■ **Texto para leitura**:
%%

“Não tem ilha”: a arte participativa e o desafio de estar no território

Marcus Faustini trouxe a sua experiência em arte participativa nas favelas do Rio de Janeiro para a conferência “Atos para a democracia cultural”, uma iniciativa do programa Atos, desenvolvida pelo Teatro Nacional D. Maria II e pela Fundação Calouste Gulbenkian.
23 out 2024 18 min

“Eu vou defender aqui a paixão pela cultura”, anuncia Marcus Faustini. “Ela é melhor do que a paixão amorosa.” A plateia ri-se, mas Marcus está a falar a sério. “A paixão amorosa acaba em dois anos e faz a gente, às vezes, cometer erros.” A paixão pela cultura é transformadora e fica para a vida.

Marcus tinha 14 anos quando a professora de português, dona Maria Baptista, pegou na turma, “botou toda a gente dentro de um fusca e abriu a janela para dizermos poesia”. Foi um momento revolucionário. Depois de descobrir que “poesia não era letra, era expressão” e que “tão importante quanto fazer e entender poesia, era falar poesia”, o jovem Marcus descobriu-se apaixonado pela cultura. “Eu fui um jovem pobre, urbano, dos anos 80, no Rio de Janeiro. Venho de uma família de vendedores de rua, de trabalhadores, e sou o primeiro da minha família a entrar na universidade”, conta. “A paixão pela cultura foi o que me trouxe até aqui”, diz Marcus Faustini aos participantes na conferência “Atos para a democracia cultural”, que durante todo o dia 18 de outubro ocupou o Auditório 3 da Fundação Calouste Gulbenkian, em Lisboa.

%%

■ **Problema proposto A**: No texto sobre arte participativa, localize a frase iniciada por “Eu fui um jovem pobre” e a que se lhe segue. Enumere todas as informações que Marcus Faustini aí dá sobre si próprio e a sua família.
■ **Problema proposto B**: Segundo o texto sobre arte participativa, que idade tinha Marcus Faustini quando a professora de português levou a turma a dizer poesia pela janela de um fusca?

■ **Dados recolhidos**:

%%

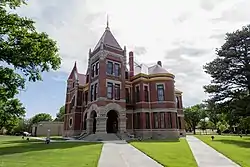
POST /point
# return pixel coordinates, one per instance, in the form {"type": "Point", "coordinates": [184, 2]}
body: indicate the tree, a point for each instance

%%

■ **Resultado do exercício A**:
- Foi um jovem pobre.
- Era urbano.
- Foi jovem nos anos 80.
- Viveu no Rio de Janeiro.
- Vem de uma família de vendedores de rua e de trabalhadores.
- É o primeiro da família a entrar na universidade.

■ **Resultado do exercício B**: Tinha 14 anos.